- **BRIEF**:
Rewrite the stretch from the line containing "One point belongs on each instance of the window." through the end of the items, keeping every request in place. Scale each coordinate in the answers by 2.25 and round to a whole number, with halves rounded up.

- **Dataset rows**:
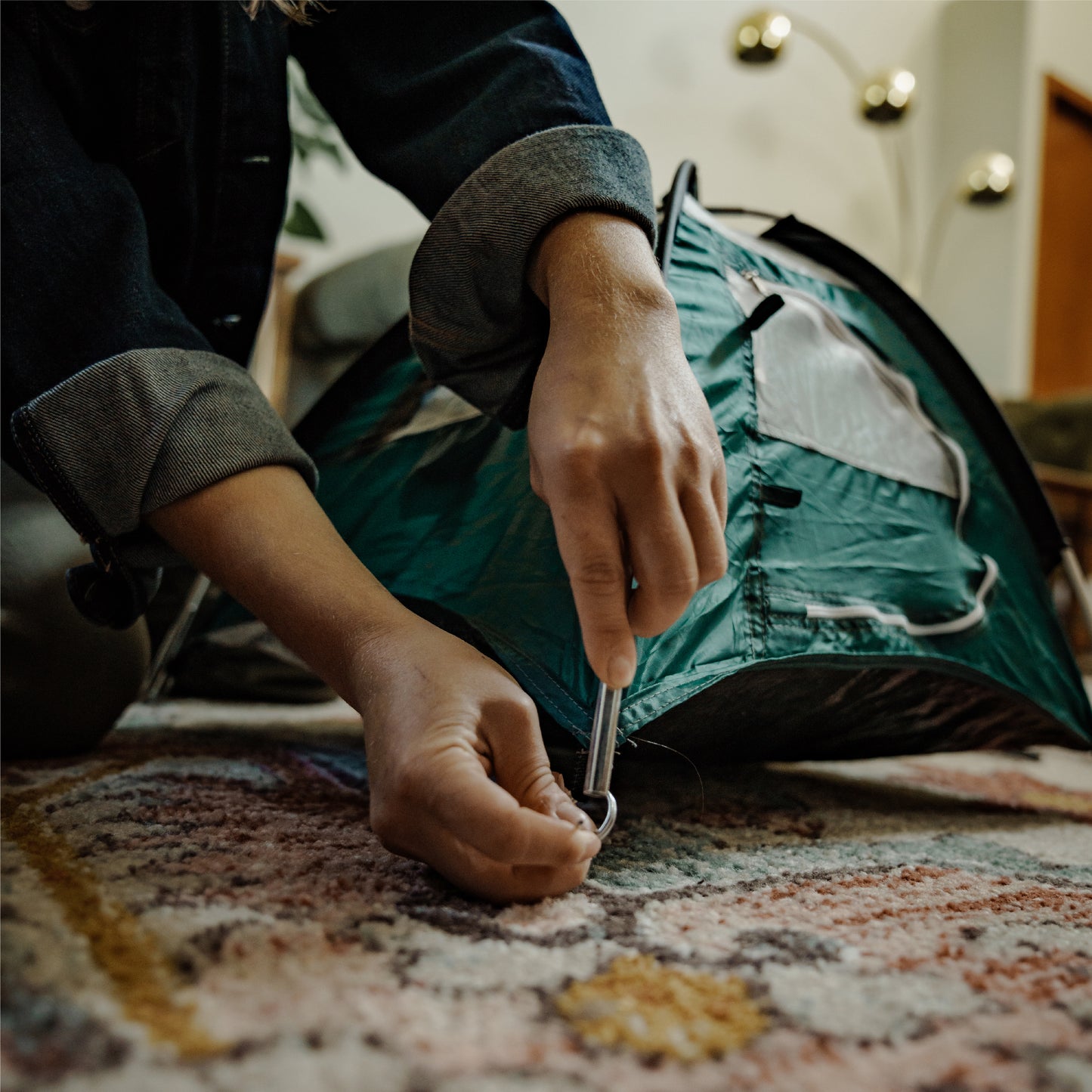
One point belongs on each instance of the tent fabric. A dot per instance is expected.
(874, 547)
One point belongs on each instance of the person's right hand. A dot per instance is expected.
(459, 775)
(458, 771)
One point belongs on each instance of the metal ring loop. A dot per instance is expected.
(611, 815)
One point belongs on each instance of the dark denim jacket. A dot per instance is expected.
(145, 154)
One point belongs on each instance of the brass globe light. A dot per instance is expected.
(759, 37)
(887, 96)
(988, 178)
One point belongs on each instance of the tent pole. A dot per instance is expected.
(1078, 583)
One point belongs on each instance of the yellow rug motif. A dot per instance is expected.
(662, 1010)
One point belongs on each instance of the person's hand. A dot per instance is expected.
(458, 772)
(623, 444)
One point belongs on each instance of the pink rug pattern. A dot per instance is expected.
(199, 911)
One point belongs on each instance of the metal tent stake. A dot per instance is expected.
(601, 748)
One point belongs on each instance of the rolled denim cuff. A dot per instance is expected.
(139, 431)
(476, 326)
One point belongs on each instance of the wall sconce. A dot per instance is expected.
(988, 178)
(883, 100)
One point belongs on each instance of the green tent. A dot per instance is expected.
(887, 540)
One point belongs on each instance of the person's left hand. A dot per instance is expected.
(623, 444)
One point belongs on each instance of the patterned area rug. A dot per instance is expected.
(193, 910)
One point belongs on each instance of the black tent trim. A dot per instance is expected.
(926, 336)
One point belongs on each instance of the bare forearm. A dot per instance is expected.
(263, 537)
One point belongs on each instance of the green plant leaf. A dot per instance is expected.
(302, 223)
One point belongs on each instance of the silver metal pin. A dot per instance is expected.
(601, 748)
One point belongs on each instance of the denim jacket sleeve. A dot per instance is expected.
(487, 117)
(117, 403)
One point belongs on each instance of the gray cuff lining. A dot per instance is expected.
(144, 428)
(476, 326)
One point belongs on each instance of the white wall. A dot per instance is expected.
(787, 138)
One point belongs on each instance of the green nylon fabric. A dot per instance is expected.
(449, 517)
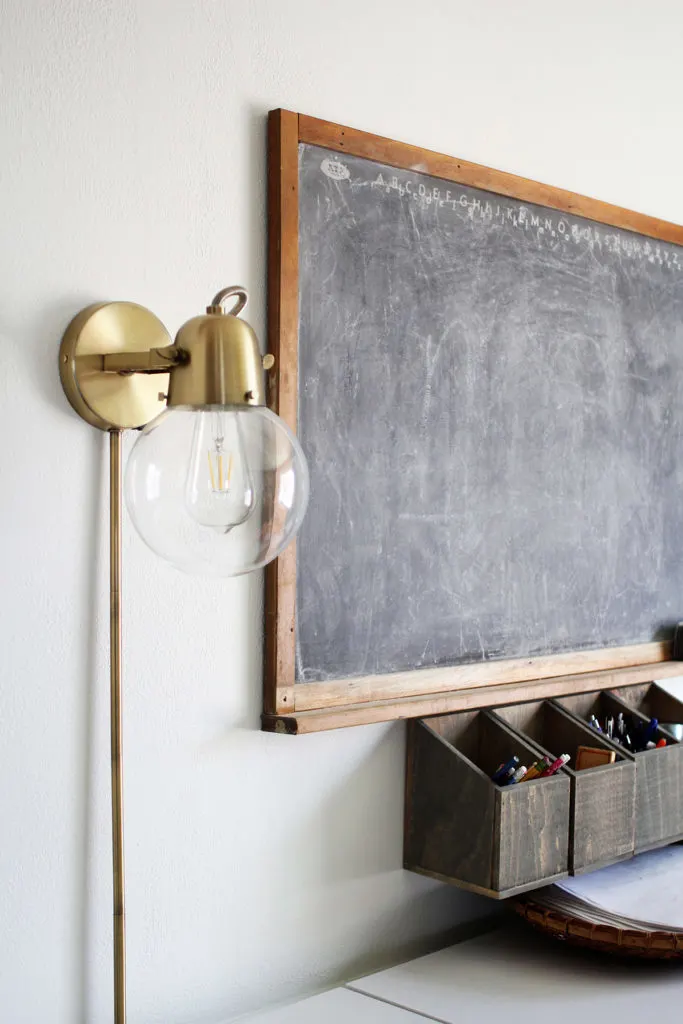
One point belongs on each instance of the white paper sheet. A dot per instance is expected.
(647, 889)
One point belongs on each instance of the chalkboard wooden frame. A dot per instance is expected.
(295, 708)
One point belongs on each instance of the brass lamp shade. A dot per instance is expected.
(222, 364)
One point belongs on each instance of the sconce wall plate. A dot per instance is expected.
(246, 469)
(113, 400)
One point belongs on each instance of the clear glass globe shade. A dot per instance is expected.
(217, 492)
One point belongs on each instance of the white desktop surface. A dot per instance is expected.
(514, 976)
(340, 1006)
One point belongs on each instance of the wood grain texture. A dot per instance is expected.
(446, 793)
(462, 827)
(359, 143)
(603, 799)
(408, 684)
(658, 772)
(319, 720)
(283, 292)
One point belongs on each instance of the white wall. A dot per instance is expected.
(132, 167)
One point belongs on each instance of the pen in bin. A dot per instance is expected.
(556, 765)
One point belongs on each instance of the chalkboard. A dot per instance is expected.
(489, 397)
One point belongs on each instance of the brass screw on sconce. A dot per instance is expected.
(216, 482)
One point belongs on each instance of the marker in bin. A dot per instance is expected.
(538, 769)
(556, 765)
(505, 771)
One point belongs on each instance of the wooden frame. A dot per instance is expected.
(309, 707)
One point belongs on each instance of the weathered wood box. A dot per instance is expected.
(462, 827)
(603, 799)
(658, 772)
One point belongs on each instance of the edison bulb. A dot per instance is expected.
(218, 491)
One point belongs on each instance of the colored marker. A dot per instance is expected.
(508, 769)
(556, 765)
(536, 769)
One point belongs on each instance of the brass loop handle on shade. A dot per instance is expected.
(226, 293)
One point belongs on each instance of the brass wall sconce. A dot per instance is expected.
(216, 483)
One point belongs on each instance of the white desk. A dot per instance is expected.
(341, 1006)
(513, 976)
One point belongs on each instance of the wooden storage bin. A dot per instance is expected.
(658, 773)
(603, 799)
(463, 828)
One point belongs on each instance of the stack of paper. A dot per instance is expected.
(644, 893)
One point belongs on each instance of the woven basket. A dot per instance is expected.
(619, 941)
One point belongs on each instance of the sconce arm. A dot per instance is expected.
(153, 360)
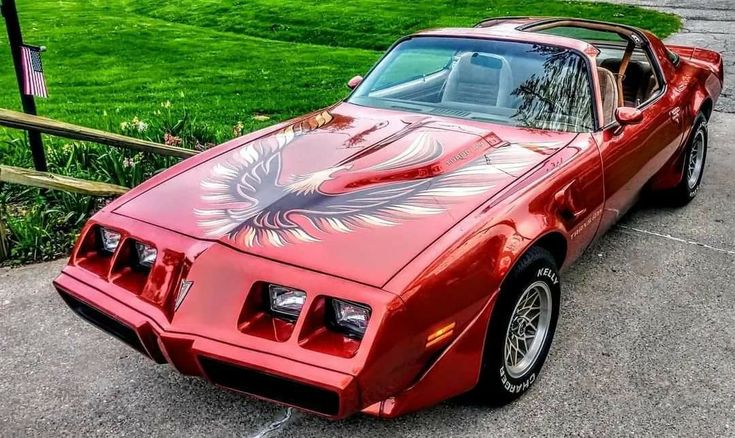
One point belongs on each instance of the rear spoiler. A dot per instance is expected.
(708, 59)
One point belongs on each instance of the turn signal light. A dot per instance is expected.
(109, 239)
(440, 335)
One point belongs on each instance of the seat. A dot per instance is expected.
(609, 93)
(479, 79)
(639, 81)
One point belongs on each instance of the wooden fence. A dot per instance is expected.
(47, 180)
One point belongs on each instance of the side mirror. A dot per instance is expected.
(628, 116)
(354, 82)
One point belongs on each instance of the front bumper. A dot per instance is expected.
(318, 390)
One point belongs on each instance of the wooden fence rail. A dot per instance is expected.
(45, 180)
(14, 119)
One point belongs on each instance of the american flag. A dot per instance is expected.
(33, 82)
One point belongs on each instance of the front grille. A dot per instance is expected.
(271, 387)
(103, 322)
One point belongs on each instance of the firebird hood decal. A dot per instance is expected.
(353, 192)
(247, 202)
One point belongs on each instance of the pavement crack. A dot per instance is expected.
(677, 239)
(275, 427)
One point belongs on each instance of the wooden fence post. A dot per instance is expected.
(15, 38)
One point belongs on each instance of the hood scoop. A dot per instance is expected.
(417, 152)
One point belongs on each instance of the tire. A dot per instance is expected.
(695, 155)
(502, 381)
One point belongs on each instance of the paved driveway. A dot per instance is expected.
(645, 343)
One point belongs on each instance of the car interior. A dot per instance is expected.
(627, 75)
(507, 85)
(497, 86)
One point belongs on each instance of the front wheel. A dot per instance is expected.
(521, 329)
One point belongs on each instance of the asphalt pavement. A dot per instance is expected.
(645, 343)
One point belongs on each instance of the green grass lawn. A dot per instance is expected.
(232, 59)
(222, 62)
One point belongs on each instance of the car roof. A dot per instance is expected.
(523, 29)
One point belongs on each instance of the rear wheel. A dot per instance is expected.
(695, 156)
(521, 329)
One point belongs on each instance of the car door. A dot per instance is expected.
(633, 153)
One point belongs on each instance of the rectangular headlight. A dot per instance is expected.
(109, 240)
(146, 254)
(285, 301)
(350, 318)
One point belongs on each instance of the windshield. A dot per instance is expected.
(520, 84)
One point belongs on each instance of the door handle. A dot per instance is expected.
(675, 115)
(568, 208)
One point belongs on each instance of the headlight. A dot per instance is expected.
(110, 239)
(146, 254)
(285, 301)
(350, 318)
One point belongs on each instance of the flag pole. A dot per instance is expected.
(15, 38)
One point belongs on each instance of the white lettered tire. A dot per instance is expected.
(521, 328)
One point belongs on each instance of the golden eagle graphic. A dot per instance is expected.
(247, 202)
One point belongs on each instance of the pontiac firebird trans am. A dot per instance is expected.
(402, 246)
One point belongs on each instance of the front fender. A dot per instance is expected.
(454, 282)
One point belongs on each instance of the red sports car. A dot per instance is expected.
(404, 245)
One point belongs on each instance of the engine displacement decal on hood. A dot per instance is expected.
(247, 201)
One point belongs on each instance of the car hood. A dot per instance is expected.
(351, 191)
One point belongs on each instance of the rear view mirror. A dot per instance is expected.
(628, 116)
(354, 82)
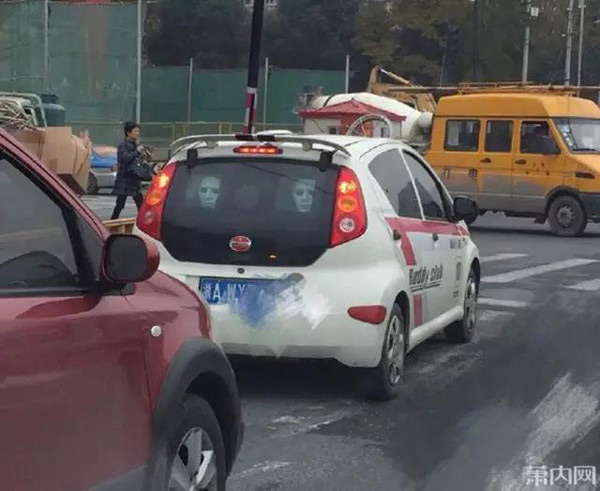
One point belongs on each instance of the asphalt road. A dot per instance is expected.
(525, 393)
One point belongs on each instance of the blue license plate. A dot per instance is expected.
(221, 291)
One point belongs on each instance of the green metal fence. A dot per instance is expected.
(92, 68)
(161, 135)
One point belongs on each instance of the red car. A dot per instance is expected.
(108, 376)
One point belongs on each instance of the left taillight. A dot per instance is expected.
(350, 214)
(150, 217)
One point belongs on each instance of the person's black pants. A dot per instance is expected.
(121, 200)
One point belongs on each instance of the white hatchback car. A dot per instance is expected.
(317, 247)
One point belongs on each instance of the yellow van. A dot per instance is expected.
(529, 154)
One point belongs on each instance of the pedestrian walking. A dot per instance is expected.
(128, 183)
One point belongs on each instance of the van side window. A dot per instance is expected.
(498, 136)
(462, 135)
(534, 135)
(394, 180)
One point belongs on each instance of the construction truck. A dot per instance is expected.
(39, 123)
(520, 149)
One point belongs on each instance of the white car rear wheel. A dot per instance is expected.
(384, 381)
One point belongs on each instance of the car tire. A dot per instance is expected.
(197, 433)
(92, 185)
(567, 216)
(463, 330)
(383, 382)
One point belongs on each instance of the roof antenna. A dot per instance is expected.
(325, 160)
(192, 158)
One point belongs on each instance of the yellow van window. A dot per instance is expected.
(462, 135)
(533, 136)
(498, 136)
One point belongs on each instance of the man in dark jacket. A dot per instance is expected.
(127, 183)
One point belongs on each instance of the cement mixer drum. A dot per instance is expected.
(372, 125)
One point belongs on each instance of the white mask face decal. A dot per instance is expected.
(210, 189)
(304, 191)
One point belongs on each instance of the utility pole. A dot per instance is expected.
(581, 29)
(253, 65)
(569, 42)
(347, 79)
(190, 89)
(266, 93)
(138, 91)
(527, 42)
(46, 43)
(476, 60)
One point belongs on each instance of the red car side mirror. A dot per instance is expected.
(129, 259)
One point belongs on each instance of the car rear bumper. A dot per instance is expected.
(332, 336)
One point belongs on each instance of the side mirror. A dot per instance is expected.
(465, 208)
(129, 259)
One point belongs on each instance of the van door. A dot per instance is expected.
(495, 181)
(534, 174)
(458, 165)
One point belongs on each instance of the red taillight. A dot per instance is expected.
(258, 150)
(373, 314)
(149, 218)
(349, 215)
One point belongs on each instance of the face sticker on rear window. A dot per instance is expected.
(303, 191)
(209, 192)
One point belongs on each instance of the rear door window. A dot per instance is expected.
(393, 178)
(285, 208)
(498, 136)
(462, 135)
(427, 187)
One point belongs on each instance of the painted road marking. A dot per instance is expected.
(494, 302)
(587, 286)
(520, 274)
(501, 257)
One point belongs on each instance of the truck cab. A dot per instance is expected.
(524, 153)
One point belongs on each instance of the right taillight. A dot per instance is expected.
(349, 215)
(149, 218)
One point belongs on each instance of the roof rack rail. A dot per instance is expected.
(212, 141)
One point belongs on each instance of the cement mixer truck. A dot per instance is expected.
(519, 149)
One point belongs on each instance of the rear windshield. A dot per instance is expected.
(283, 206)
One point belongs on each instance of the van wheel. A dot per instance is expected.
(383, 382)
(196, 458)
(463, 330)
(567, 217)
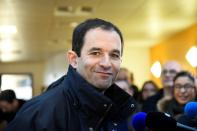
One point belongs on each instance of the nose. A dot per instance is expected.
(105, 61)
(182, 89)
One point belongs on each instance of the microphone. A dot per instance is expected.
(190, 109)
(158, 121)
(189, 117)
(138, 121)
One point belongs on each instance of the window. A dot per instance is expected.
(20, 83)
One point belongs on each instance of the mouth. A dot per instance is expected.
(104, 74)
(183, 98)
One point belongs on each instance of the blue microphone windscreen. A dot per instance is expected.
(191, 109)
(138, 121)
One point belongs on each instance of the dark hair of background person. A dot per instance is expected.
(184, 73)
(80, 31)
(7, 95)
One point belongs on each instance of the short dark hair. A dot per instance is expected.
(184, 73)
(7, 95)
(81, 30)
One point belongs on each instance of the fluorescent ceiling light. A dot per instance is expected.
(8, 29)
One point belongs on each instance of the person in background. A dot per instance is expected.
(123, 81)
(86, 98)
(125, 75)
(184, 91)
(169, 71)
(125, 86)
(9, 105)
(133, 87)
(149, 89)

- **SOLUTION**:
One point belongs on each instance of the window. A dot per instance is expected.
(45, 187)
One point belongs on each instance of the mouth. A dot per instance is expected.
(234, 167)
(412, 221)
One point belongs on each instance of the blue microphone windscreen. A dot per instance is expected.
(430, 245)
(311, 272)
One point belongs on each instance of the dark hair of background person. A dot per instance is expected.
(414, 164)
(180, 70)
(16, 214)
One point belongs on each instance of the short dark hair. A dot per instance is expected.
(414, 164)
(16, 214)
(182, 68)
One point belongs on each instance of the fluorescent ceiling light. A dot per instance is expected.
(18, 65)
One point belongs on each instance of the person in background. A dot per instance is expected.
(277, 182)
(194, 221)
(281, 169)
(414, 205)
(380, 160)
(281, 194)
(20, 236)
(299, 196)
(335, 200)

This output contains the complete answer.